Search the records for the string "striped" and copy every line in which it appears.
═══ Records shown ═══
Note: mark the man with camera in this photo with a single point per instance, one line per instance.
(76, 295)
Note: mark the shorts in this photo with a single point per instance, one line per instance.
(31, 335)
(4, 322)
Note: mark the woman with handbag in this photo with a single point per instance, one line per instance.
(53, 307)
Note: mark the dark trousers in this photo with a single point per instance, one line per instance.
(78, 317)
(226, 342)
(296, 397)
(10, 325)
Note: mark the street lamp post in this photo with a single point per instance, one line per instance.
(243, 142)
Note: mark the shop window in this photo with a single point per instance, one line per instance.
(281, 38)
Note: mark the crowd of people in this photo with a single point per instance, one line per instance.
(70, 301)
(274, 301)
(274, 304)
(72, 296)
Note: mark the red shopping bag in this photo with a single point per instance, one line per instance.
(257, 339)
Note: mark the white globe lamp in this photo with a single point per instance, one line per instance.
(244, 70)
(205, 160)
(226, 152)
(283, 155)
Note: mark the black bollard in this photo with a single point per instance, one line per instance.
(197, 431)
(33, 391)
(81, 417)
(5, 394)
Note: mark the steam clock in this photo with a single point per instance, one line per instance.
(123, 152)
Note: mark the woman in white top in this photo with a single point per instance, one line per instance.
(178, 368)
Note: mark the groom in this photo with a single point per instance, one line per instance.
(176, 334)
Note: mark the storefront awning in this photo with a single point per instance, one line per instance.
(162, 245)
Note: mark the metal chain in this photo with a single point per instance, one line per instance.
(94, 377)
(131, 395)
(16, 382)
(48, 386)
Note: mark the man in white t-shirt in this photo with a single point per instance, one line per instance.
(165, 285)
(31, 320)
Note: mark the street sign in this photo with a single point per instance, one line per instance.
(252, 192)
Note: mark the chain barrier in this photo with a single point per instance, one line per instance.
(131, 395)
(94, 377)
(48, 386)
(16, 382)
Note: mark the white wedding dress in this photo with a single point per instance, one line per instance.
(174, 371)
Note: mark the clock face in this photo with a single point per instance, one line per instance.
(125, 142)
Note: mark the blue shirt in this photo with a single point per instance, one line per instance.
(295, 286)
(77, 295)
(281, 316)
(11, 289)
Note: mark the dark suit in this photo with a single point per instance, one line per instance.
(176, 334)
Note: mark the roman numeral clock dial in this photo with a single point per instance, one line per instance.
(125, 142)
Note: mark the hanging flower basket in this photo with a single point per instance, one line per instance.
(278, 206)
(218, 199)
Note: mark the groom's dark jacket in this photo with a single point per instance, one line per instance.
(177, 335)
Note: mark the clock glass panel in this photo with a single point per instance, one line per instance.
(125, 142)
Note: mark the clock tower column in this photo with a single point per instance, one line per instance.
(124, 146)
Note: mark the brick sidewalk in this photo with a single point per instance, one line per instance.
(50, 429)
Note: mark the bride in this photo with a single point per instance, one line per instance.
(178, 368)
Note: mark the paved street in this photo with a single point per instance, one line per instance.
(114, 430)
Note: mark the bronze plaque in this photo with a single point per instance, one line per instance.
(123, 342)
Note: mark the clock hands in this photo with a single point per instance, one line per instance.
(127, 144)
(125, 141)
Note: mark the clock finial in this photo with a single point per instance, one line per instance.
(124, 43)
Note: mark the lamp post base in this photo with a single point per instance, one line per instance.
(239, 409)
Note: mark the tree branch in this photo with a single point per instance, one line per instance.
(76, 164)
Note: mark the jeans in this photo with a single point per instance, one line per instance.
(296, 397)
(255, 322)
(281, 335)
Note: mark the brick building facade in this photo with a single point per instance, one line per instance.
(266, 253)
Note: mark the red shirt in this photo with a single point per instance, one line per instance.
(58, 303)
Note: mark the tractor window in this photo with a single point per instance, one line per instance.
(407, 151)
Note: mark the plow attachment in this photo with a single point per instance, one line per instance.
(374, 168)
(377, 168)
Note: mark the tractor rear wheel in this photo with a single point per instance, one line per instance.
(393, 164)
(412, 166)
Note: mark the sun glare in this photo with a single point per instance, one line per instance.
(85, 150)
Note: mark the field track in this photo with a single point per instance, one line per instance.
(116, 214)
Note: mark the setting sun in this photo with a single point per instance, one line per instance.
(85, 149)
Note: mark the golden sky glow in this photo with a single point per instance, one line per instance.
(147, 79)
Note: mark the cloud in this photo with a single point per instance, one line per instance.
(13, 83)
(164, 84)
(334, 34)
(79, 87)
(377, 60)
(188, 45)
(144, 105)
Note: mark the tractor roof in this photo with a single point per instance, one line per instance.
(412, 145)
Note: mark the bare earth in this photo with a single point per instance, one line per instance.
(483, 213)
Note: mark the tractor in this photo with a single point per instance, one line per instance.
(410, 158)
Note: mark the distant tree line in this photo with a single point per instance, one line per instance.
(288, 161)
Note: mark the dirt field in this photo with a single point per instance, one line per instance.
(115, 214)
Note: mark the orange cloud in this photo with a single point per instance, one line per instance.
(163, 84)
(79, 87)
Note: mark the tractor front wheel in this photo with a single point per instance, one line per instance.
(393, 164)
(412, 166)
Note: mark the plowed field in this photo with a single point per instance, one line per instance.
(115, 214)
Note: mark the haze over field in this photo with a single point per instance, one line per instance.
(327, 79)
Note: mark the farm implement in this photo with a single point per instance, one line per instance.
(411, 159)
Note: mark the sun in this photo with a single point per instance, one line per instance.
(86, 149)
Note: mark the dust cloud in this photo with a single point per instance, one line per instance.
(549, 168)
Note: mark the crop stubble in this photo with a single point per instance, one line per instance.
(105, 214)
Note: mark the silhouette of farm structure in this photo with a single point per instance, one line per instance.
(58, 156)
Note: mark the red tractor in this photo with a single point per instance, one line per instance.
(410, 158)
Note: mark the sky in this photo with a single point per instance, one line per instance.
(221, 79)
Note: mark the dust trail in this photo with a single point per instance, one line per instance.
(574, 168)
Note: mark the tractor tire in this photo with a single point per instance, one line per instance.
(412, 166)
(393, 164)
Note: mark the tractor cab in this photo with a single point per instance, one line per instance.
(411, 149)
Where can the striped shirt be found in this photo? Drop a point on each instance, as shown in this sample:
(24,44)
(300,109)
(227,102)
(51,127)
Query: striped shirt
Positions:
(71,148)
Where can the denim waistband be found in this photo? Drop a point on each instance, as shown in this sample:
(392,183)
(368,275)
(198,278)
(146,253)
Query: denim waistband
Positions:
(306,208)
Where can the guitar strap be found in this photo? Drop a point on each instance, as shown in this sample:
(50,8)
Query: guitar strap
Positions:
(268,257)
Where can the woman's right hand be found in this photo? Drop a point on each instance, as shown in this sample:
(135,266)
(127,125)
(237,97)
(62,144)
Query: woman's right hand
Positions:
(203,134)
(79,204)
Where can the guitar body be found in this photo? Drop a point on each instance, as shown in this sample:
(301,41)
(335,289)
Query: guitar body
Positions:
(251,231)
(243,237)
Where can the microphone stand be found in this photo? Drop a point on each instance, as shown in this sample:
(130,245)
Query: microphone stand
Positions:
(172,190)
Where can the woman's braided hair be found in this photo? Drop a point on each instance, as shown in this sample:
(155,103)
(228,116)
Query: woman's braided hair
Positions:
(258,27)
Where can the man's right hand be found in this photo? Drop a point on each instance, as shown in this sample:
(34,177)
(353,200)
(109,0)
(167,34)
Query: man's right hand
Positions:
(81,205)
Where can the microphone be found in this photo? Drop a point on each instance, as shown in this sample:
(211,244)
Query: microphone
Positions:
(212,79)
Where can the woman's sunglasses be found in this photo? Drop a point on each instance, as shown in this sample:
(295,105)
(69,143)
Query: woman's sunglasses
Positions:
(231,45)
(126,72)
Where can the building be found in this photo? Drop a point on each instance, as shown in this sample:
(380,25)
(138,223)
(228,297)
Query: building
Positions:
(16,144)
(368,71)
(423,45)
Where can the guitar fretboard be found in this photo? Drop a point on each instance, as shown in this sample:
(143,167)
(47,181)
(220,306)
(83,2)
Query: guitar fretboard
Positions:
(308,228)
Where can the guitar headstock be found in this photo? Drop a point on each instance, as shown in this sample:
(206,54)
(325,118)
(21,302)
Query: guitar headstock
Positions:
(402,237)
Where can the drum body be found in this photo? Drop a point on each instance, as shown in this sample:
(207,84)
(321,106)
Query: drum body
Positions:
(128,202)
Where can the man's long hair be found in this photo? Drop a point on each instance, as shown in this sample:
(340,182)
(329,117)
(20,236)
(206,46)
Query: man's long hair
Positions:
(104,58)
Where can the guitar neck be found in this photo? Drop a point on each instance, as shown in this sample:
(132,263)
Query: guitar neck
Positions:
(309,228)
═══
Written response:
Where can the striped shirt be found in this photo? Drop a point on each instance, as shown in this sample:
Query: striped shirt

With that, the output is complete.